***** Document extract *****

For the Jackson List:
Robert H. Jackson’s deep ties to Jamestown, New York, the city he came to call his adult hometown, began in 1909. That June, Jackson, age seventeen, graduated as valedictorian from the high school in Frewsburg, New York. He lived—he had grown up—in that small, rural hamlet with his parents and two younger sisters. Frewsburg is located six miles southeast of Jamestown, and it drew Jackson to its opportunities.
In Fall 1909, Robert Jackson began to commute from Frewsburg to Jamestown by streetcar. He enrolled as a post-graduate student at Jamestown High School—it was, for him, a second senior year of high school. At JHS, Jackson found some very strong and special teachers (who of course deserve credit for finding him). They took deep interests in cultivating his talents and, in effect, devising tutorial programs for his special studies in literature, history, and economics.
One of Jackson’s two crucial, life-launching teachers at Jamestown High School was Miss Mary R. Willard, age 53, who taught English. She lived near the school with her sister Miss Vesta Willard, age 47, who was a teacher at the elementary school.
Robert Jackson soon became the Willard sisters’ shared protégé. He became, after school and often long into the evening, a member of their literary reading groups, their music listening groups, and their discussions with each other and many friends in the community. He became a colleague in their environmental activism, including their fundraising to acquire for Jamestown, as a public preserve, a wild and beautiful “100 Acre Lot” on the edge of town. In time, Robert became a regular dinner guest and sometimes an overnight guest in the Willard home, which the sisters nicknamed “Bohemia.” To Jackson, then and for the rest of their lives, the Willard sisters were family—in effect, they were his second and third mothers.
Following Jackson’s June 1910 graduation from Jamestown High School, he did not go to college. Instead, he stayed in Jamestown and became an apprentice to two very talented lawyers, Frank H. Mott and Benjamin S. Dean, who also were politically active, and literary, and friends of the Willards and other Jamestown leaders.

***** Given information *****

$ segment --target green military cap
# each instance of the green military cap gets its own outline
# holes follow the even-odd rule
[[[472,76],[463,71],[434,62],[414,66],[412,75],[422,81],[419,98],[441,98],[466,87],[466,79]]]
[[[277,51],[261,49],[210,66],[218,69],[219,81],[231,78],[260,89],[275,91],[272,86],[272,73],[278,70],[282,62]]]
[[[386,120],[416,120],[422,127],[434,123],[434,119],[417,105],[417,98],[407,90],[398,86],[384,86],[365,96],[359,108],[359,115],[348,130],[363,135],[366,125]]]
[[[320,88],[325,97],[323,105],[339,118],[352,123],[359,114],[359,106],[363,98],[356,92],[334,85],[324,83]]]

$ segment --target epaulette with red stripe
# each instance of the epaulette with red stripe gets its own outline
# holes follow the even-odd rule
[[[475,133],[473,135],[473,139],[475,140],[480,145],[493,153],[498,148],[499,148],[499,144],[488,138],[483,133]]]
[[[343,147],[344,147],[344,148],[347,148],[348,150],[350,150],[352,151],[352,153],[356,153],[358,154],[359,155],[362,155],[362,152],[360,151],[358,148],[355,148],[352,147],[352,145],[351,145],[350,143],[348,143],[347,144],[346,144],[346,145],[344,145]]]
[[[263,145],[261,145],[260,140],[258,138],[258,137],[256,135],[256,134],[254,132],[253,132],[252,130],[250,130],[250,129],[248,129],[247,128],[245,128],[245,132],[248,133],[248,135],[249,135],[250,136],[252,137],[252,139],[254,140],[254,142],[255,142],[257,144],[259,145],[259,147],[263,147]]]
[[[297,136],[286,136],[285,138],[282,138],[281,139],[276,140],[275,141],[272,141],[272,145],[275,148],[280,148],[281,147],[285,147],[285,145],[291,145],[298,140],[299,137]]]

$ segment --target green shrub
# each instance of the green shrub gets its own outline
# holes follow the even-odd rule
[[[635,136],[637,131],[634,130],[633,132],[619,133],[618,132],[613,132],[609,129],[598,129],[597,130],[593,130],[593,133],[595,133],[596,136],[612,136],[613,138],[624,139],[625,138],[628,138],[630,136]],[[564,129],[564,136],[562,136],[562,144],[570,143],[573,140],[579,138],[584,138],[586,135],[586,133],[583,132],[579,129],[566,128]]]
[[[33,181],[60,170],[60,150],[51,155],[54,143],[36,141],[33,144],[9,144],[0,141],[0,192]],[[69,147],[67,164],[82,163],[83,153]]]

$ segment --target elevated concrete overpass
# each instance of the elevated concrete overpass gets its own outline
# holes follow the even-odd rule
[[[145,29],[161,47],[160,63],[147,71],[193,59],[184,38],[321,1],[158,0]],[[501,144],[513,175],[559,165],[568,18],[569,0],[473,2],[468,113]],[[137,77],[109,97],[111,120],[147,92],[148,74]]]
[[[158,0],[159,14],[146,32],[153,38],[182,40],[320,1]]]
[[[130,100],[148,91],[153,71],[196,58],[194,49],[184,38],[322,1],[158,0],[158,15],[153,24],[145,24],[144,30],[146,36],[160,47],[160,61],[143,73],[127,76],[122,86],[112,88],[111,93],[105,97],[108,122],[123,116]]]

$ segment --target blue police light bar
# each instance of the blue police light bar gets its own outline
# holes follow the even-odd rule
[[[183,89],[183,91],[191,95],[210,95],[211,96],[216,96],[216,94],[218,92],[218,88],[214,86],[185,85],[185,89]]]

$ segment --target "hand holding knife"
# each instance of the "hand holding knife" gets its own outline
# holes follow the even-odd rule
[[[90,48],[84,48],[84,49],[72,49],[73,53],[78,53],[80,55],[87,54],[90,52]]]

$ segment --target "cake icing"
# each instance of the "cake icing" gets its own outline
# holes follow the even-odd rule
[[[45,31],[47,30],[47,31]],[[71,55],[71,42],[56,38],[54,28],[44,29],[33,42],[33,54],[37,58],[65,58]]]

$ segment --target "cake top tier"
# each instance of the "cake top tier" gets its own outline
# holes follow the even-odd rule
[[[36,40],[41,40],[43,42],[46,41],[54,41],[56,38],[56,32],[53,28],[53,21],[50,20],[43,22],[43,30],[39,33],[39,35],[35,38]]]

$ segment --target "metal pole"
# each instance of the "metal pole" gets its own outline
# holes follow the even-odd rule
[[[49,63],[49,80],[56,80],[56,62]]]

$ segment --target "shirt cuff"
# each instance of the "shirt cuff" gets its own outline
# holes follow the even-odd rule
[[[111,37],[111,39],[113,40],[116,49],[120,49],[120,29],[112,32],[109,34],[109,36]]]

*****

== Work to complete ==
(a) In the passage about Robert H. Jackson's early years in Jamestown, what nickname did the Willard sisters give their home?
(b) Carry on the passage about Robert H. Jackson's early years in Jamestown, picking up after its last sentence.

== The responses ==
(a) "Bohemia."

(b)
In Fall 1911, following Jackson’s year as a law office apprentice, these mentors persuaded him to go to a law school for a year of classroom learning and book study. He chose Albany Law School because it was located in the New York State capital, because it was a leading and venerable independent law school, because it awarded law degrees after only two years of study, and because it would give him credit for his apprentice year—it admitted Jackson as, in effect, a transfer student into the “senior” class of 1912.
At Albany Law School during 1911-1912, Jackson worked hard and excelled. By springtime, he wrote to the Willards, on the opposite side of New York State, that he soon would be graduating, and then returning to Jamestown for another year of apprenticeship, until he turned twenty-one and would become eligible to take the New York bar examination.
Vesta Willard responded by sending Jackson a notecard printed with a poem:
The world and I to you extend
May fortune’s favors have no end
Exceeding all your expectations
On the other side of the card, Vesta penned this note:
Tuesday Morning, May 7 
Dearest Bobbie – So you’re going to GRADUATE! (See other side)
Probably you’ll see Bohemia in about a
month and then we’ll have a “Halleluyah Windup”
which will be merely the beginning of things.
Harry [a friend] and I “did” the hundred acre lot last
Saturday afternoon, and brought home all the
flowers we could carry, and incidentally, a
basket of cowslip greens. These we immediately
“looked over” and cooked for supper. Marywog [Mary Willard] was
too tired to go with us but she enjoyed the greens.
[Another friend] made us a visit Sunday night, but
he came too late (8:45) to catch Marywog. She had
“turned in.” So it was “up to me” until 11 P.M.
I rose to the occasion and listened attentively and
with a most misleading show of interest.
I’m “holding down” the [school] Study Hall just now but they [the students] are
“under control” and I wish this card was longer—I feel talkative.
The fifth chicken on the Easter card [apparently a previous mailing]
is merely the shadow of the Good Times coming.
Do try to be good — Yours – V.W.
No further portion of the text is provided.